Write out the lines below exactly as they appear, from the line containing "Give the innermost point of each instance of the speckled" through the last line.

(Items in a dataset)
---*---

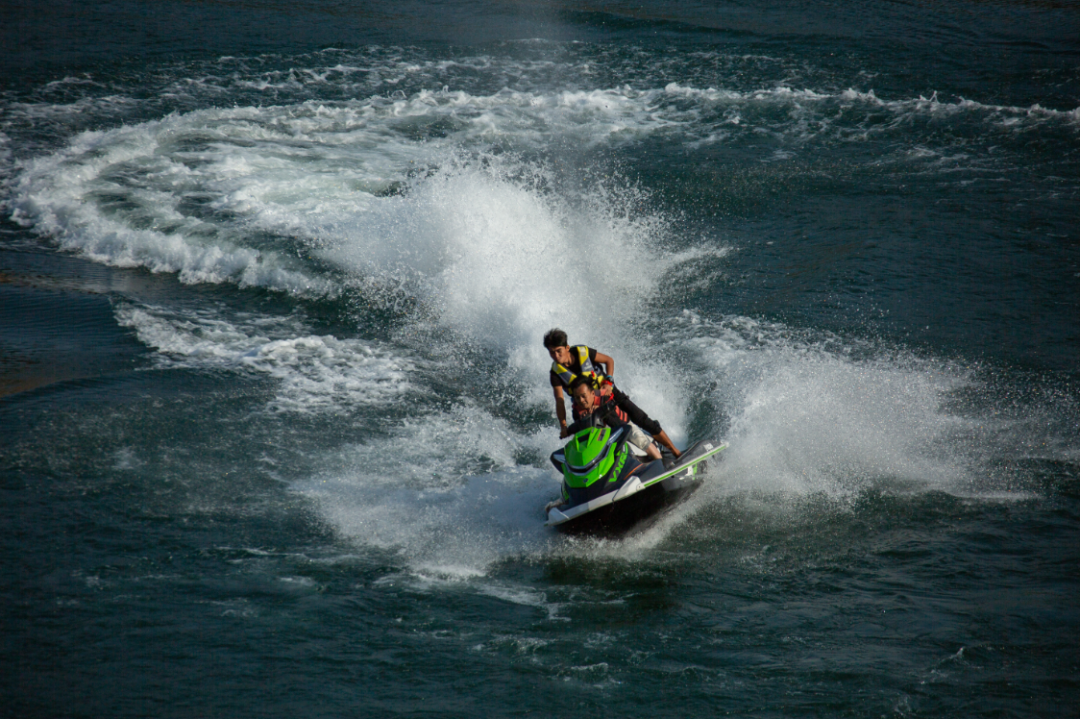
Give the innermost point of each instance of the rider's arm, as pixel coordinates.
(559, 410)
(607, 362)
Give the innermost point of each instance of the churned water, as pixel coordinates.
(274, 415)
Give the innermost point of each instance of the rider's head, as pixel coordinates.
(557, 346)
(581, 390)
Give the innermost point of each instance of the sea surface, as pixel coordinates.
(274, 414)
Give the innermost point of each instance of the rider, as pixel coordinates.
(589, 404)
(568, 363)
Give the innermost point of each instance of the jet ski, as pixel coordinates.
(607, 489)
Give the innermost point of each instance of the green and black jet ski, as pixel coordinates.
(607, 490)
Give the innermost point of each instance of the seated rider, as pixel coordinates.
(590, 405)
(568, 363)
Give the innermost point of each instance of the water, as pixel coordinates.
(274, 415)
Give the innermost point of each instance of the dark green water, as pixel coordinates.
(273, 406)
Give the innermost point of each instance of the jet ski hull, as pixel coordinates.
(638, 500)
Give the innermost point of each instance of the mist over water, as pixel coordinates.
(272, 346)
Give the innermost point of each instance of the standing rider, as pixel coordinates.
(568, 363)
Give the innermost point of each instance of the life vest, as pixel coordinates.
(588, 369)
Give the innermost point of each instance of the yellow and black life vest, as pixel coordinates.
(588, 369)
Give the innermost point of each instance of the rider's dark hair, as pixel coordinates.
(555, 338)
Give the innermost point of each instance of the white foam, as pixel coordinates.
(314, 374)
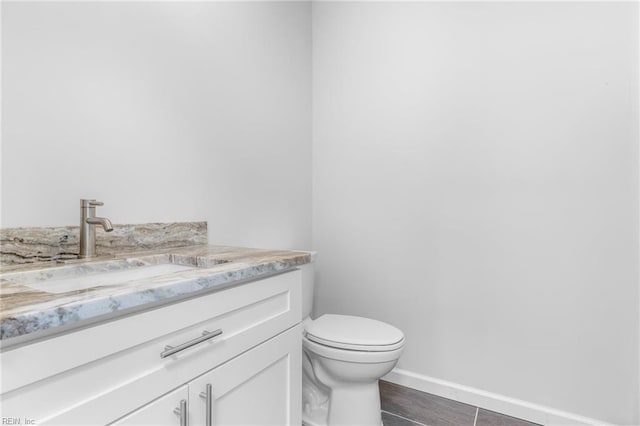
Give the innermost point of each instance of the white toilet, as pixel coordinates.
(343, 358)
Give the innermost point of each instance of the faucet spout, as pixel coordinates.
(87, 229)
(106, 223)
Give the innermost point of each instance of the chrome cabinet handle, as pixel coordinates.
(206, 335)
(182, 412)
(208, 397)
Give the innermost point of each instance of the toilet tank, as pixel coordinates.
(308, 286)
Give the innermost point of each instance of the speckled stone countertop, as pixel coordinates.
(27, 312)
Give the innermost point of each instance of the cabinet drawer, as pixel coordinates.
(126, 352)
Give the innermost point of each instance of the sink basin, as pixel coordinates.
(85, 275)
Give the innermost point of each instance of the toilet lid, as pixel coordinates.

---*---

* Task response *
Give the innermost point of each instance of the speckled stone countertop, as pixel coordinates.
(27, 312)
Give the innermost point of each instance of the cabinet drawer, as pixel coordinates.
(126, 352)
Give the innermost point of each instance of the sink basin, as pixel coordinates.
(85, 275)
Give the innermost point of each instance of the toilet lid, as pixel coordinates.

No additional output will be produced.